Only the lines with the string "slope" are needed; return each of them from the entries below.

Point localization data:
:::
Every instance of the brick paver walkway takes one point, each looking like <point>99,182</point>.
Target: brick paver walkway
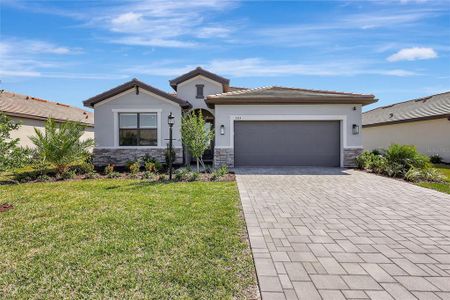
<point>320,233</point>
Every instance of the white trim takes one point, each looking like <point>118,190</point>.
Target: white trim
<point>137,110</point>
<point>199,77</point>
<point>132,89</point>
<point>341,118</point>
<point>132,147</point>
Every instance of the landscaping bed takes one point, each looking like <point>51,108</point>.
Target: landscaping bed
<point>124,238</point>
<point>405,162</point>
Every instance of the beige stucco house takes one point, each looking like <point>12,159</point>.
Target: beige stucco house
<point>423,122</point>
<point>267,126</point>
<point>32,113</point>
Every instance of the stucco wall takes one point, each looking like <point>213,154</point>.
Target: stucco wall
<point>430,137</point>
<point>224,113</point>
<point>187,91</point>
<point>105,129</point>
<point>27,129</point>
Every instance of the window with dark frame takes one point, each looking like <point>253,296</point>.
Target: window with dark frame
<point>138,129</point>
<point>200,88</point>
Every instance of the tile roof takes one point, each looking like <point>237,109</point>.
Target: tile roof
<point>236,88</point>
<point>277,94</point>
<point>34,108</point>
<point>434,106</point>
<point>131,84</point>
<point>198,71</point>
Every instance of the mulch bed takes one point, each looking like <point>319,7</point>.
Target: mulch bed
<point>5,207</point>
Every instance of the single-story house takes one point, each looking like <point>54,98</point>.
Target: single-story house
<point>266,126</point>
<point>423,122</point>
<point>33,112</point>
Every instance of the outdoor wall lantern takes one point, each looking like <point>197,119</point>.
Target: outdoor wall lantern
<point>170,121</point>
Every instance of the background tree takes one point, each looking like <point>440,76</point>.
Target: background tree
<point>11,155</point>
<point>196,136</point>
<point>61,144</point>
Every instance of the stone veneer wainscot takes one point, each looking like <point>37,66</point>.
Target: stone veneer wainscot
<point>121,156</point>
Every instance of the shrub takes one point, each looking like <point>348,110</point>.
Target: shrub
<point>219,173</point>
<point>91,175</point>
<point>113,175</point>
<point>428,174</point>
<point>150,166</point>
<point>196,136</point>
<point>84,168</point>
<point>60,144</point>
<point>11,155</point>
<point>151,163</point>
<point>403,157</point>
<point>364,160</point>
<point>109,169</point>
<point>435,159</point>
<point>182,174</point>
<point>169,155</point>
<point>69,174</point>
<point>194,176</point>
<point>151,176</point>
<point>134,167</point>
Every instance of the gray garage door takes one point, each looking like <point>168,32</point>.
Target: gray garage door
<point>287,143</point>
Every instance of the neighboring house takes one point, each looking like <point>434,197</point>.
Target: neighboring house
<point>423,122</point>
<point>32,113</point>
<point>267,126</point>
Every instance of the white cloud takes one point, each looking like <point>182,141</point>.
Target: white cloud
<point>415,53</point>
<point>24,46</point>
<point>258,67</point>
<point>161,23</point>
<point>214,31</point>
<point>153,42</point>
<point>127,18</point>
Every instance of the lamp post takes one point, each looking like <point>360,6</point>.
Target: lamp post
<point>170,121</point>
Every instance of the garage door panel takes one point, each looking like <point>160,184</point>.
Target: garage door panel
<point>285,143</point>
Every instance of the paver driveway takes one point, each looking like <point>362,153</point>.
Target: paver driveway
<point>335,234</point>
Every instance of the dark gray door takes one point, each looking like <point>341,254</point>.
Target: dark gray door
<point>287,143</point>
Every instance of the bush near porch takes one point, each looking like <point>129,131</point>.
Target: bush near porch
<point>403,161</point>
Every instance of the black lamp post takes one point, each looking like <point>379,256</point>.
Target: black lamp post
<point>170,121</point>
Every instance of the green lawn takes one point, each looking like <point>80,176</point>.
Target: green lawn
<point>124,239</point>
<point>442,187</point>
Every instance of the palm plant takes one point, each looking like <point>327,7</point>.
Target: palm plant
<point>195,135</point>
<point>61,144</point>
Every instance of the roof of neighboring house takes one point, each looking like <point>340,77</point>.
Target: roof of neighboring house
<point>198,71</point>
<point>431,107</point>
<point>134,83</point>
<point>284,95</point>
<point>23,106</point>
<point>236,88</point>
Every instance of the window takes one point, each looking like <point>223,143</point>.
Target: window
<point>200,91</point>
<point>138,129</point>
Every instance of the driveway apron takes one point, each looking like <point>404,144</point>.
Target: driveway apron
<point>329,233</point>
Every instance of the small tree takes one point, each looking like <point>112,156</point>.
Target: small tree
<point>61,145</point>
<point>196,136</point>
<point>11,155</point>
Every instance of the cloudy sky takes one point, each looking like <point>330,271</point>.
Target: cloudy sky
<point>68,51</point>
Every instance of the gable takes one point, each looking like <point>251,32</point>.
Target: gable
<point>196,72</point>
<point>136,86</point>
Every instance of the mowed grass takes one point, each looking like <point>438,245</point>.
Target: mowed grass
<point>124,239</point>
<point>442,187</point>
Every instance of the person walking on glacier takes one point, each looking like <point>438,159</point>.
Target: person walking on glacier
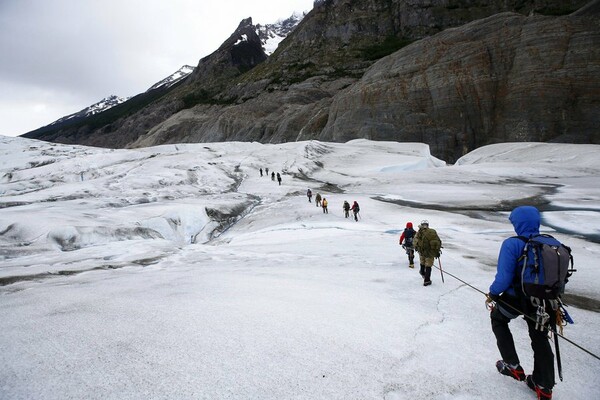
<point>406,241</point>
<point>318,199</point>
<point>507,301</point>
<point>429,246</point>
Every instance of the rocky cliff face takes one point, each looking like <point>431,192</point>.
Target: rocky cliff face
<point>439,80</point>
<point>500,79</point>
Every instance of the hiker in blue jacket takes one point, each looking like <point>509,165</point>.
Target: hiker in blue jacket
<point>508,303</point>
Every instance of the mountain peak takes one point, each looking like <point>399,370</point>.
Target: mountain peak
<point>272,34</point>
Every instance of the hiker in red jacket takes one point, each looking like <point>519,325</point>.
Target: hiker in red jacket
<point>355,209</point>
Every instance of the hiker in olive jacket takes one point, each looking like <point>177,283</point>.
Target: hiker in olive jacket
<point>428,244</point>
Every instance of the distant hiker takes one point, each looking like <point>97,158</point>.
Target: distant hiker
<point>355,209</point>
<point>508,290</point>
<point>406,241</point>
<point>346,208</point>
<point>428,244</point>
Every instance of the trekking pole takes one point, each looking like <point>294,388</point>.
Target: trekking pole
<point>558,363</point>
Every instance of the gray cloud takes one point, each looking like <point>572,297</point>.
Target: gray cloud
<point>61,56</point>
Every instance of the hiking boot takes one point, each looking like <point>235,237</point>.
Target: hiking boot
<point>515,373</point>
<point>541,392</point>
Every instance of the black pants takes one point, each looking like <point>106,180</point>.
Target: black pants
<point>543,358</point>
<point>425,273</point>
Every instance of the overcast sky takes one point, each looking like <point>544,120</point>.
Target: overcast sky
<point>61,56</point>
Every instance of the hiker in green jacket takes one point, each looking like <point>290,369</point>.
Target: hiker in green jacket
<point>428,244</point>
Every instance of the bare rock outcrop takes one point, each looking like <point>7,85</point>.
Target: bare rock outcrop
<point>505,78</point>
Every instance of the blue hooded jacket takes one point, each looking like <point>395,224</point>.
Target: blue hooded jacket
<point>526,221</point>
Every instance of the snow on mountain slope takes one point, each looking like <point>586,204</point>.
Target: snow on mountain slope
:::
EXERCISE OUTPUT →
Every instance of the snow on mountain slope takes one point, each looking like <point>586,204</point>.
Target: snow on mountain slope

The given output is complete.